- **EXTRACT**:
^^^^

Package Acceptance Plan

Use this when validating a release branch, beta, or candidate package:

bash
gh workflow run package-acceptance.yml \
  --repo openclaw/openclaw \
  --ref main \
  -f workflow_ref=main \
  -f source=ref \
  -f package_ref=<branch-or-sha> \
  -f suite_profile=custom \
  -f docker_lanes='plugins-offline plugin-update bundled-channel-deps-compat doctor-switch update-channel-switch config-reload mcp-channels npm-onboard-channel-agent' \
  -f telegram_mode=mock-openai

Use source=npm -f package_spec=openclaw@beta for published beta proof. Keep workflow_ref as trusted current harness code unless the release process says otherwise.

New Testbox Harness Plan

If more certainty is needed, add or run a plugin-lifecycle-matrix Docker lane that uses one package tarball and sharded plugin lists. Per plugin:

  1. Start with a clean HOME.
  2. Capture plugins list --json.
  3. plugins install <id>.
  4. plugins inspect <id> --json.
  5. plugins disable <id>, then assert disabled visibility.
  6. plugins enable <id>, except config-required plugins without config.
  7. plugins registry --refresh.
  8. doctor --non-interactive.
  9. plugins uninstall <id> --force.
  10. Assert no config entry, allow/deny residue, install record, managed dir, or bundled dist/extensions/... load path remains.
  11. Assert diagnostics contain no level: "error" and output redacts secret-looking values.

Keep memory-lancedb special: it is config-required. First assert install does not enable it without embedding config, then run a second configured case.

Doctor/Fix Matrix

Seed bad states and require doctor --fix --non-interactive to repair them, then run doctor again and require idempotence:

  • stale plugins.allow
  • stale plugins.entries
  • stale channel config for missing channel plugin
  • invalid plugins.entries.<id>.config
  • packaged bundled path in plugins.load.paths
  • legacy plugins.installs
  • disabled channel/plugin config that must not stage runtime deps
  • root-owned global package tree that must remain unmodified

Gateway Bootstrap Matrix

Start packaged OpenClaw in Docker with clean state:

  • provider plugins enabled, no credentials: ready with warnings, no crash
  • channel plugins configured disabled: no runtime deps staged
  • startup-activation plugins enabled: ready and reflected in status
  • invalid single plugin config: bad plugin skipped/quarantined, others remain

Assert:

  • gateway reaches ready
  • openclaw status --json includes plugin diagnostics
  • openclaw plugins inspect --all --json is parseable
  • package tree is not mutated
  • logs contain no raw tokens

Config Round-Trip Representatives

Use representative plugin families instead of every plugin for deep config round-trip:

  • providers: openai, anthropic, mistral, openrouter
  • channels: telegram, discord, slack, whatsapp
  • memory: memory-lancedb
  • feature/runtime: browser, acpx, tokenjuice

For each representative:

  1. Write config through CLI when possible.

^^^^

- **SUPPLIED RECORDS**:
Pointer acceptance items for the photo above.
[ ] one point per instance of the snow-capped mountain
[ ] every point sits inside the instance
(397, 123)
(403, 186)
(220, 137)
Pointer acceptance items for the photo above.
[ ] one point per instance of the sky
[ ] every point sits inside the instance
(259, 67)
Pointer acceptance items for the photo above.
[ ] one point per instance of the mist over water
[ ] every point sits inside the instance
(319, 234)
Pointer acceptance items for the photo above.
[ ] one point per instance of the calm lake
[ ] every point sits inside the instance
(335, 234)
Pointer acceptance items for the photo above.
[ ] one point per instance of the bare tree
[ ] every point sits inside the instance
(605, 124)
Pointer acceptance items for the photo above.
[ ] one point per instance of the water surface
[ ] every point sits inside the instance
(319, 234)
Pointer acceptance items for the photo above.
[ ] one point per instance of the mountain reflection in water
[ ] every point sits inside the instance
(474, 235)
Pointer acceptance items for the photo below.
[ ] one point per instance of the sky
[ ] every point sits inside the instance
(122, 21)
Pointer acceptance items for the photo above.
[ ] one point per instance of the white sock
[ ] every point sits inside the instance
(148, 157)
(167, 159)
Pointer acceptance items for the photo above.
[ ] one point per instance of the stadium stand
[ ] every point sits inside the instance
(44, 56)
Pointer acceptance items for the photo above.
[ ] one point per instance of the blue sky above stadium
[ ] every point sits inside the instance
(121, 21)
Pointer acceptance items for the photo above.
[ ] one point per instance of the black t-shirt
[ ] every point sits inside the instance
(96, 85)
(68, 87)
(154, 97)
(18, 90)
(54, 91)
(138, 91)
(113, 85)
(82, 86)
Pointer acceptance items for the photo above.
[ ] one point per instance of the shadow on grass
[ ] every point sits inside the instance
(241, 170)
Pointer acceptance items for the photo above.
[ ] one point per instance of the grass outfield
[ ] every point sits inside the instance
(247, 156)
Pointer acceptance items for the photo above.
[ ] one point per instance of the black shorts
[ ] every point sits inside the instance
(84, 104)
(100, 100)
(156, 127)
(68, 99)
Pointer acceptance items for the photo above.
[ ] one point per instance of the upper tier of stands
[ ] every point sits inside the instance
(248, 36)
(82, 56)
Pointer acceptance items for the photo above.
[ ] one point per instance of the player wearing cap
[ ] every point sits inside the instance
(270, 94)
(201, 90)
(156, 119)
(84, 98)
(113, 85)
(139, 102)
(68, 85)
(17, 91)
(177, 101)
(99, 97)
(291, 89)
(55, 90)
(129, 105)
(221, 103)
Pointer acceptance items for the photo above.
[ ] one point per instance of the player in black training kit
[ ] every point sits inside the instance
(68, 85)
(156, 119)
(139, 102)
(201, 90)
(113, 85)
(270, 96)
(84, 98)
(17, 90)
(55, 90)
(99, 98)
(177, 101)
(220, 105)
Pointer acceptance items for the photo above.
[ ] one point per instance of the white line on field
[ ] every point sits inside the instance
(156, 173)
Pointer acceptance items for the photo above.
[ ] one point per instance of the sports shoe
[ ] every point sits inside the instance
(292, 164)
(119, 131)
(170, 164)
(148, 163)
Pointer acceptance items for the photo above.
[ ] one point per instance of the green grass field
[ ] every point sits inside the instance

^^^^

- **WHAT IS REQUIRED**:
Answer these from the test plan:
1. Which plugin does the plan say to "Keep... special" because it is config-required?
2. What value does the command give for telegram_mode?
3. Which four providers are listed as representatives for config round-trip?
The data has no connection to the test plan.

- **EXERCISE ANSWER**:
1. memory-lancedb
2. mock-openai
3. openai, anthropic, mistral, openrouter